What you will do => Print every record exactly, omitting none.

(Collected data)
########
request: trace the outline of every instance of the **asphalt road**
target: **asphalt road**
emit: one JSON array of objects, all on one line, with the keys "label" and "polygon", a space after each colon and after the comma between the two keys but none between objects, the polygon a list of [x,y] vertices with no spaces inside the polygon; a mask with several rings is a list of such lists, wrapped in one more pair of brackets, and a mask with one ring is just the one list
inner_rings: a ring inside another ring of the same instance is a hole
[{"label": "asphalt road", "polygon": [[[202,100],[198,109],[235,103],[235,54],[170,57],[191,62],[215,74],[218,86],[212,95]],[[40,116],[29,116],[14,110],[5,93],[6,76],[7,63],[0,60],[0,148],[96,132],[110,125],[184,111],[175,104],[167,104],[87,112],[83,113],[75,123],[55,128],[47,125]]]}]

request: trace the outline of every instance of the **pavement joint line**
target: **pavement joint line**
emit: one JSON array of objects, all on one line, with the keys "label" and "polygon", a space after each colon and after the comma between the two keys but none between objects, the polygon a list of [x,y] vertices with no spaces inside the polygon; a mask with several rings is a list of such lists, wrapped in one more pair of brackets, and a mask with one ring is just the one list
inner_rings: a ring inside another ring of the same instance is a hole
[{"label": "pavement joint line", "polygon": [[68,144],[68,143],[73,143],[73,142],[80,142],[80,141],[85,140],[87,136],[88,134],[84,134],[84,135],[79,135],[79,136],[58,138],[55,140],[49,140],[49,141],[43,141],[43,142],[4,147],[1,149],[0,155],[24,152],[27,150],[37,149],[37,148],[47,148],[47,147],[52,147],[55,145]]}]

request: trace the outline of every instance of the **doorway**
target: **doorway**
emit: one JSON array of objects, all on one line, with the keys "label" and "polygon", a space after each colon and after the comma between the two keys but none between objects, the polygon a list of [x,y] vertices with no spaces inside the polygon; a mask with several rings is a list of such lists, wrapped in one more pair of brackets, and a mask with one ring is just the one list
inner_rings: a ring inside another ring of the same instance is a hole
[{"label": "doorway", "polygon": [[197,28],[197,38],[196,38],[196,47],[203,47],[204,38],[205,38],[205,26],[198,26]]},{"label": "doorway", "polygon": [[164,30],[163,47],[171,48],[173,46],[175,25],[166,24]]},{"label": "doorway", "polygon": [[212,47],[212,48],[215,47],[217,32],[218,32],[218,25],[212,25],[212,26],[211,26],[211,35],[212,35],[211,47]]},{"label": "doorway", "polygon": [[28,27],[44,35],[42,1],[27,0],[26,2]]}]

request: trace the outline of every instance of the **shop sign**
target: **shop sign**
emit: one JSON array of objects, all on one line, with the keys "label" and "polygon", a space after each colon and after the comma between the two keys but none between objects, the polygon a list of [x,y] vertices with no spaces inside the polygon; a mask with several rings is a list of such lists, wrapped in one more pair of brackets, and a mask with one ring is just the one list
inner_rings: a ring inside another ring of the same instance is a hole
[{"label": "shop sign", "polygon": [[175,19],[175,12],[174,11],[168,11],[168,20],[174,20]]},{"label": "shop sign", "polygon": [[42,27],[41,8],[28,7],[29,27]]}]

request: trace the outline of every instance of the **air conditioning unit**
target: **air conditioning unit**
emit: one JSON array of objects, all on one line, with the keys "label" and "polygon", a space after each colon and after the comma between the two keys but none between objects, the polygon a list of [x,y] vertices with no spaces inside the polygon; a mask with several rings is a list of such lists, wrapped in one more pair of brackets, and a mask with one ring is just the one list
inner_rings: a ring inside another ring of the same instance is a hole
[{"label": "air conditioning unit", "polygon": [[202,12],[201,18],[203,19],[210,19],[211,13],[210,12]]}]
########
Output of the exercise =>
request: trace the outline of every instance of the **asphalt road**
target: **asphalt road**
emit: one JSON array of objects, all on one line, with the keys "label" and "polygon", a space after each colon and after the comma between the two keys but none between objects, the polygon a list of [x,y] vertices with no spaces inside the polygon; a mask with several rings is a list of such lists, wrapped in one more pair of brackets, and a mask with one ring is just the one list
inner_rings: a ring inside another ring of the same instance is a hole
[{"label": "asphalt road", "polygon": [[[202,100],[198,109],[235,103],[235,54],[170,57],[191,62],[215,74],[218,86],[212,95]],[[40,116],[29,116],[14,110],[5,93],[6,76],[7,63],[0,60],[0,148],[96,132],[110,125],[184,111],[175,104],[167,104],[87,112],[83,113],[75,123],[55,128],[47,125]]]}]

request: trace the outline of every instance of the **pavement joint line**
target: **pavement joint line**
emit: one JSON array of objects, all on one line, with the keys "label" and "polygon", a space after each colon and after the comma between the two keys but none between objects, the polygon a list of [x,y] vertices with no spaces inside the polygon; a mask with several rings is a list of such lists, wrapped in one more pair of brackets, and a mask with one ring is just the one list
inner_rings: a ring inside another ring of the same instance is a hole
[{"label": "pavement joint line", "polygon": [[68,144],[68,143],[73,143],[73,142],[80,142],[80,141],[85,140],[87,136],[88,134],[84,134],[84,135],[79,135],[79,136],[58,138],[55,140],[49,140],[49,141],[43,141],[43,142],[4,147],[1,149],[0,155],[24,152],[27,150],[37,149],[37,148],[47,148],[47,147],[52,147],[55,145]]}]

request: trace the outline of every instance of the **doorway**
target: **doorway**
emit: one JSON array of objects, all on one line, with the keys "label" and "polygon", a space after each colon and after the comma between the two keys but none between objects, the polygon a list of [x,y] vertices with no spaces inside the polygon; a mask with several rings is a list of such lists, wrapped in one more pair of brackets, and a mask with one ring is just the one list
inner_rings: a ring inside another ring of the same instance is a hole
[{"label": "doorway", "polygon": [[197,28],[197,38],[196,38],[196,47],[203,47],[204,38],[205,38],[205,26],[198,26]]},{"label": "doorway", "polygon": [[164,30],[163,47],[171,48],[173,46],[175,25],[166,24]]},{"label": "doorway", "polygon": [[212,47],[212,48],[215,47],[217,32],[218,32],[218,25],[212,25],[212,26],[211,26],[211,35],[212,35],[211,47]]},{"label": "doorway", "polygon": [[28,27],[44,35],[42,1],[27,0],[26,2]]}]

request: trace the outline of every instance of the **shop sign**
target: **shop sign**
emit: one JSON array of objects, all on one line, with the keys "label" and "polygon", a space after each colon and after the comma between the two keys but none between objects, the polygon a list of [x,y] vertices with no spaces inside the polygon; a mask with several rings is a list of such lists, wrapped in one more pair of brackets, and a mask with one ring is just the one list
inner_rings: a ring inside another ring of the same instance is a hole
[{"label": "shop sign", "polygon": [[175,19],[175,12],[174,11],[168,11],[168,20],[174,20]]},{"label": "shop sign", "polygon": [[42,27],[41,8],[28,7],[29,27]]}]

request: trace the outline of every instance of the **air conditioning unit**
target: **air conditioning unit**
emit: one JSON array of objects, all on one line, with the keys "label" and "polygon", a space after each colon and after the comma between the two keys but none between objects, the polygon a list of [x,y] vertices with no spaces inside the polygon; a mask with several rings is a list of such lists, wrapped in one more pair of brackets, and a mask with one ring is just the one list
inner_rings: a ring inside another ring of the same instance is a hole
[{"label": "air conditioning unit", "polygon": [[202,12],[201,18],[203,19],[210,19],[211,13],[210,12]]}]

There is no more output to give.